SELECTED TEXT –
=== Begin Enclosure ===
Kneller, Godfrey; John Dryden (1631-1700), Playwright, Poet Laureate and Critic; Trinity College, University of Cambridge; http://www.artuk.org/artworks/john-dryden-16311700-playwright-poet-laureate-and-critic-134745

Dryden’s Essay is skillfully wrought in terms of its own dramatic structure, its setting up of certain expectations (the authority of classical precepts), its climaxing in the reversal of these, and its denouement in the comparative assessment of French and English drama. What starts out, through the voice of Crites, as promising to lull the reader into complacent subordination to classical values ends up by deploying those very values against the ancients themselves and by undermining or redefining those values.

Lisideius offers the following definition of a play: “ A just and lively image of human nature, representing its passions and humours, and the changes of fortune to which it is subject, for the delight and instruction of mankind ” (36). Even a casual glance at the definition shows it to be very different from Aristotle’s: the latter had defined tragedy not as the representation of “human nature” but as the imitation of a serious and complete action; moreover, while Aristotle had indeed cited a reversal in fortune as a component of tragedy, he had said nothing about “passions and humours”; and, while he accorded to literature in general a moral and intellectual function, he had said nothing about “delighting” the audience. The definition of drama used in Dryden’s Essay embodies a history of progressive divergence from classical models; indeed, it is a definition already weighted in favor of modern drama, and it is a little surprising that Crites agrees to abide by it at all. Crites, described in Dryden’s text as “a person of sharp judgment, and somewhat too delicate a taste in wit” (29), is, after all, the voice of classical conservatism.

Crites notes that poetry is now held in lower esteem, in an atmosphere of “few good poets, and so many severe judges” (37–38). His essential argument is that the ancients were “faithful imitators and wise observers of that Nature which is so torn and ill represented in our plays; they have handed down to us a perfect resemblance of her; which we, like ill copiers, neglecting to look on, have rendered monstrous, and disfigured.” He reminds his companions that all the rules for drama – concerning the plot, the ornaments, descriptions, and narrations – were formulated by Aristotle, Horace, or their predecessors. As for us modern writers, he remarks, “we have added nothing of our own, except we have the confidence to say our wit is better” (38).
=== End Enclosure ===
DATA FOR ANALYSIS –
=== Begin Enclosure ===
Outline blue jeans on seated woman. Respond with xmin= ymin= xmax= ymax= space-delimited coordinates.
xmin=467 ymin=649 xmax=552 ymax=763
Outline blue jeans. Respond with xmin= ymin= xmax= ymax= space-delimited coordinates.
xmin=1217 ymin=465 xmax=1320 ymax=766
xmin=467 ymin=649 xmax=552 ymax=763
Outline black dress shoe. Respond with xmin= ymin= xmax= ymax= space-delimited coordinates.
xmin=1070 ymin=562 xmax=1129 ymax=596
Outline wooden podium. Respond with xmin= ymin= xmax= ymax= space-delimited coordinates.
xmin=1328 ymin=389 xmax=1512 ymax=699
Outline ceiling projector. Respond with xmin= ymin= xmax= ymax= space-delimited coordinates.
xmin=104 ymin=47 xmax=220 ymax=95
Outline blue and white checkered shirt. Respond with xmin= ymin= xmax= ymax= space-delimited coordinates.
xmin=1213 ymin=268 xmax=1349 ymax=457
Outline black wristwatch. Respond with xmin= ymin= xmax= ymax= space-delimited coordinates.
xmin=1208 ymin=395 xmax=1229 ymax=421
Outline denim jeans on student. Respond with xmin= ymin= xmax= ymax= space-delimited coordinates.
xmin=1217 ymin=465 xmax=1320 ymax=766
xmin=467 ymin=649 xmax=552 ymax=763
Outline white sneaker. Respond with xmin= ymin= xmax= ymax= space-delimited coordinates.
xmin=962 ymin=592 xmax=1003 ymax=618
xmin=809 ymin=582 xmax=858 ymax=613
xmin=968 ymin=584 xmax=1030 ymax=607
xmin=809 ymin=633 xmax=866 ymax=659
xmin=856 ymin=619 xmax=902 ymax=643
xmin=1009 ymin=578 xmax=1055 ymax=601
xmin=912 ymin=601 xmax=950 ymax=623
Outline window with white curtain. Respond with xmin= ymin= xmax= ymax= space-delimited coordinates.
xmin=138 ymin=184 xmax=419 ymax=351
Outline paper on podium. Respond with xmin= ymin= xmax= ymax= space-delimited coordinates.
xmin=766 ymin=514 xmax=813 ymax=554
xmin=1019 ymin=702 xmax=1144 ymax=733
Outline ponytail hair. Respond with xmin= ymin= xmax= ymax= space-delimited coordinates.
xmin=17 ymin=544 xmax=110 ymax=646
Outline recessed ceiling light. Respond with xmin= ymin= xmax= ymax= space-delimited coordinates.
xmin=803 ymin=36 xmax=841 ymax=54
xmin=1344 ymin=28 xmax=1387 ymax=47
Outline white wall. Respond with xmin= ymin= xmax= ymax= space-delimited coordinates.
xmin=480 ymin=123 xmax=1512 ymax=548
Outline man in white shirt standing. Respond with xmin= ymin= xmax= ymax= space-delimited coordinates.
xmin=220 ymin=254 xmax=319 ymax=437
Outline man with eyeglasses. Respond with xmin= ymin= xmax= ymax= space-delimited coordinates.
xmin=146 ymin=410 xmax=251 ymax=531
=== End Enclosure ===
WHAT TO WORK ON – Output a verbatim copy of the passage on Dryden's Essay, beginning at the words "Kneller, Godfrey; John" and stopping after "redefining those values.". The lines above have no connection to the passage on Dryden's Essay.

PROBLEM SOLUTION –
Kneller, Godfrey; John Dryden (1631-1700), Playwright, Poet Laureate and Critic; Trinity College, University of Cambridge; http://www.artuk.org/artworks/john-dryden-16311700-playwright-poet-laureate-and-critic-134745

Dryden’s Essay is skillfully wrought in terms of its own dramatic structure, its setting up of certain expectations (the authority of classical precepts), its climaxing in the reversal of these, and its denouement in the comparative assessment of French and English drama. What starts out, through the voice of Crites, as promising to lull the reader into complacent subordination to classical values ends up by deploying those very values against the ancients themselves and by undermining or redefining those values.